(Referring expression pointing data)
──────
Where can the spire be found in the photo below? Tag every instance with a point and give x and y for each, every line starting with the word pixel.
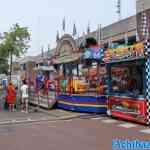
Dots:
pixel 57 36
pixel 74 30
pixel 64 24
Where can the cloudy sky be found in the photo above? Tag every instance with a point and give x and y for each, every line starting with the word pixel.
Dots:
pixel 44 17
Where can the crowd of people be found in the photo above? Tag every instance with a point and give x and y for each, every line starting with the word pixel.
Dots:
pixel 12 96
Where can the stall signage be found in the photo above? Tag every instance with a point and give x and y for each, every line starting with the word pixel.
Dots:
pixel 93 53
pixel 126 52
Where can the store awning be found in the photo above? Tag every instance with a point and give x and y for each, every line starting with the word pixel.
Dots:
pixel 45 68
pixel 67 58
pixel 93 53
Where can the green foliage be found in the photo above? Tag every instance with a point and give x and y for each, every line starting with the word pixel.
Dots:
pixel 13 43
pixel 91 41
pixel 16 41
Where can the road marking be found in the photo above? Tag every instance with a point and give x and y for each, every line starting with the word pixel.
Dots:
pixel 68 120
pixel 96 118
pixel 5 122
pixel 127 125
pixel 29 119
pixel 147 131
pixel 109 121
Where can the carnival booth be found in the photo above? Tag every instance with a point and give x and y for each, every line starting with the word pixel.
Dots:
pixel 42 93
pixel 127 82
pixel 82 85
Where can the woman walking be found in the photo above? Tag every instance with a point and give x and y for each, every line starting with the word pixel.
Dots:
pixel 11 97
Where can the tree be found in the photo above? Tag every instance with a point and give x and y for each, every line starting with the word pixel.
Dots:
pixel 91 41
pixel 14 43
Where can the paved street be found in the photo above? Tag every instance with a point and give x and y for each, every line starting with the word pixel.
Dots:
pixel 33 116
pixel 84 133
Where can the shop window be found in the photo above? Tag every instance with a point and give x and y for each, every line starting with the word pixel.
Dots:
pixel 128 78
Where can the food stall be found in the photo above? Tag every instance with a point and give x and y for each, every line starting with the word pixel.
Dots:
pixel 42 93
pixel 127 82
pixel 82 81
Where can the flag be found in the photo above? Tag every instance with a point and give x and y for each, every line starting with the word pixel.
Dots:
pixel 137 37
pixel 83 39
pixel 144 25
pixel 48 51
pixel 74 30
pixel 42 51
pixel 64 24
pixel 57 36
pixel 88 28
pixel 126 38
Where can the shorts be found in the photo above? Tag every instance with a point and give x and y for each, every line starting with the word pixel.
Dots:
pixel 24 100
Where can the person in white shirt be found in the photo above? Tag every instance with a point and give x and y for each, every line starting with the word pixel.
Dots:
pixel 24 97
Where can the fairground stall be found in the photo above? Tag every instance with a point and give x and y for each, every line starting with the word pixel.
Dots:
pixel 42 94
pixel 126 67
pixel 82 78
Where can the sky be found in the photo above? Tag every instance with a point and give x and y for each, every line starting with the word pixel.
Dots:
pixel 44 17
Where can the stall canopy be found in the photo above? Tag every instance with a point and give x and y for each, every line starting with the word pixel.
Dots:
pixel 93 53
pixel 46 68
pixel 124 53
pixel 67 58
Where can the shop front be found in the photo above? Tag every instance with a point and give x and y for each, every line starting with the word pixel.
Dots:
pixel 80 80
pixel 127 83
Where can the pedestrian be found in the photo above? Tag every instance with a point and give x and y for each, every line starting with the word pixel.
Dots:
pixel 11 96
pixel 24 97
──────
=== Assignment ===
Transcribe, word for word, every line from the one containing "Where can the shop front" through the final line of the entries, and nothing else.

=== Response area ===
Where can the shop front be found in the photo above? Tag every instance with a point and give x and y for each, every line starting with the word pixel.
Dots:
pixel 80 80
pixel 127 83
Where can the pedestrian be found in the photo above? Tag every instance with a point and give x and y for each, every line starting with the word pixel.
Dots:
pixel 11 96
pixel 24 97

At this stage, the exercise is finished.